* _SOURCE EXCERPT_
10 g of sodium were placed in a stainless steel crucible which was brought to a temperature of 550 C. The crucible was then removed from the furnace which had maintained it at this temperature and placed in the presence of a forced circulation of natural air. The combustion of the sodium was highly accelerated. There was then progressively sprinkled on the burning sodium over a period of 10 seconds a mixture of 53.3% by weight of Na2 CO3, H2 O, 39.2% by weight of NaCl and 7.5% by weight of graphite. The sodium was completely extinguished in respect of a quantity of extinguishing mixture as small as 4.8 g, namely a ratio (weight of extinguishant to weight of sodium) of the order of 0.5.

In more general terms, the proportion of sodium carbonate is between 30 and 65%, the proportion of sodium chloride is between 35 and 70% and the proportion of graphite is between 0 and 20%.

EXAMPLE 4

Under the conditions of Example 1, a mixture of 10 g consisting of 42.6% by weight of Li2 CO3, 47.4% by weight of Na2 CO3, H2 O and 10% by weight of graphite was abruptly sprinkled over 10 g of burning sodium. Fire suppression was immediate and permanent.

Similarly, it is possible in more general terms to employ 30 to 65% sodium carbonate, 35 to 70% lithium carbonate and 0 to 20% graphite.

EXAMPLE 5

Under the same conditions as in Example 1, 5 g of extinguishing mixture composed of 32.5% by weight of NaF, 60% by weight of Na2 CO3, H2 O and 75% by weight of graphite were rapidly sprinkled over the burning sodium. A luminescence of a few seconds duration preceded complete fire-suppression.

Similar results are obtained when the composition of the extinguishing mixture varies. Thus the proportion of sodium carbonate is 40 to 85%, the proportion of sodium fluoride is 15 to 60% and the proportion of graphite is 0.20%.

EXAMPLE 6

Under the conditions of Example 1, 10 g of extinguishing mixture composed of 40 % by weight of NaCl, 55% by weight of Na2 CO3, H2 O and 5% by weight of alumina were abruptly sprinkled over the sodium fire. There was immediately observed in the gas phase a luminescence which lasted a few seconds and was followed by complete suppression of the fire.

* _REQUIRED TASKS_
1: In the sodium fire excerpt, condense the paragraph beginning "10 g of sodium were placed" into a short list that keeps its main facts.
2: Continue the sodium fire excerpt after its final sentence about Example 6.

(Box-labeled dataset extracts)
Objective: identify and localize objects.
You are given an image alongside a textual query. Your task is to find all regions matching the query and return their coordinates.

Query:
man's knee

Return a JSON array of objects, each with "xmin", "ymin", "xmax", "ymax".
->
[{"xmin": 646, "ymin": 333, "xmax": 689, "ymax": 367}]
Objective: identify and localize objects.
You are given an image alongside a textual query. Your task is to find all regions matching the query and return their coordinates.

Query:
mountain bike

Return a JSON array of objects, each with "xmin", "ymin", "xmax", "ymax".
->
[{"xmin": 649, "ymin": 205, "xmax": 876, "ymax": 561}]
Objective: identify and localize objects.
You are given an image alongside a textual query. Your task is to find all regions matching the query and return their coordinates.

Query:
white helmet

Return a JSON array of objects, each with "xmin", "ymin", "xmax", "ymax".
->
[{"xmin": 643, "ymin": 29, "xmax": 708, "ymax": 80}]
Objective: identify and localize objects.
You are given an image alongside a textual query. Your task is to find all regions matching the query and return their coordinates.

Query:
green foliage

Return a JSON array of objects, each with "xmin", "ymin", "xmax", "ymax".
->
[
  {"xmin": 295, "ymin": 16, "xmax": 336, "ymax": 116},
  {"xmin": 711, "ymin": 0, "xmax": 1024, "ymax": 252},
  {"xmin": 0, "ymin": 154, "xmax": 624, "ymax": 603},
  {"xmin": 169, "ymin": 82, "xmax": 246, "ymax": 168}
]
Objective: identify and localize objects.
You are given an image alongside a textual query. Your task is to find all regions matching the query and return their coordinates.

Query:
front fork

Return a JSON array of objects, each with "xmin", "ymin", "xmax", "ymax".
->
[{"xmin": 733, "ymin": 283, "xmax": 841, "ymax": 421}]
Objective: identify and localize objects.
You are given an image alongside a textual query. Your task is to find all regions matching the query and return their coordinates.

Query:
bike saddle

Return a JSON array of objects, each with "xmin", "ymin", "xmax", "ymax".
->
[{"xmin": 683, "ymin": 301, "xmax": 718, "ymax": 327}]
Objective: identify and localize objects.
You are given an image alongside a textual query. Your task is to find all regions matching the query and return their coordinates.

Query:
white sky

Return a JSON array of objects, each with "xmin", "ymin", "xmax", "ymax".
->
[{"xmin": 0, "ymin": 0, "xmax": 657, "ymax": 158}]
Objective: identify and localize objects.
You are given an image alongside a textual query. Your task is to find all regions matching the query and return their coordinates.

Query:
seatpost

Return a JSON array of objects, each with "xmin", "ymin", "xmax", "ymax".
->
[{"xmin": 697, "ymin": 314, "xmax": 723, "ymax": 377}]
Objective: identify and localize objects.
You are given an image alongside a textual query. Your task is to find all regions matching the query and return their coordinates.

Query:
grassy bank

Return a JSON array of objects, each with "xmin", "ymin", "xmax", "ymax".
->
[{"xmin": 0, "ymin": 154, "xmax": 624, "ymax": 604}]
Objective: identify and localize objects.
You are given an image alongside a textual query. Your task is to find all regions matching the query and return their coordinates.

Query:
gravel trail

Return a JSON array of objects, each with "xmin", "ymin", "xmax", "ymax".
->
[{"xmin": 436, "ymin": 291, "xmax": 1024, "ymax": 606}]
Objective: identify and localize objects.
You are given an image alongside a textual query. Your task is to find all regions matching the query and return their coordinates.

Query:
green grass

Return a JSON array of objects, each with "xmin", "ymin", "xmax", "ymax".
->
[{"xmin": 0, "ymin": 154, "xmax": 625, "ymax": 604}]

* _RESPONSE LIST_
1:
- 10 g of sodium was heated to 550 C in a stainless steel crucible.
- The crucible was taken out of the furnace and exposed to forced circulation of natural air, which greatly accelerated the combustion.
- Over 10 seconds, a mixture was sprinkled on the burning sodium: 53.3% Na2 CO3, H2 O, 39.2% NaCl and 7.5% graphite by weight.
- Only 4.8 g of this mixture fully extinguished the sodium, a ratio of extinguishant weight to sodium weight of about 0.5.

2:
EXAMPLE 7

Under the conditions of Example 1, 10 g of extinguishing mixture composed of 36% by weight of NaCl, 49% by weight of Na2 CO3, H2 O and 15% by weight of molybdenum sulphide were abruptly sprinkled over 10 g of burning sodium. After a luminescence having a duration which did not exceed a few seconds, fire-suppression was total and permanent.

Similarly, it is possible in a more general manner to employ 20 to 65% sodium chloride, 35 to 80% sodium carbonate and 0 to 30% molybdenum sulphide.

EXAMPLES 8

In these examples, the following composition was employed:

--hydrated Na2 CO3 containing 10% by weight of water: 48%

--Li2 CO3 : 43%

--graphite: 9%

The melting point of this binary mixture of sodium carbonate and lithium carbonate is equal to 604 C.

A first test was carried out on 10 kg of sodium placed in a tank and the free surface of the sodium had an area of 1963 cm2. The temperature of the sodium at the moment of sprinkling was 532 C. By sprinkling 5.5 kg of this powder, complete fire-suppression was obtained with the formation of a rigid and hard crust at the surface of the sodium.

In another test having the same powder composition, 260 kg of sodium were ignited within a tank in which the free surface of sodium was 2 m2 and the temperature of the sodium at the moment of sprinkling was 600 C. By employing 100 kg of powder which was poured over a period of 15 seconds, it was possible to establish the facts mentioned below.

As soon as the powder-sprinkling operation had been completed, there was obtained total fire-suppression with formation of a hard and rigid crust.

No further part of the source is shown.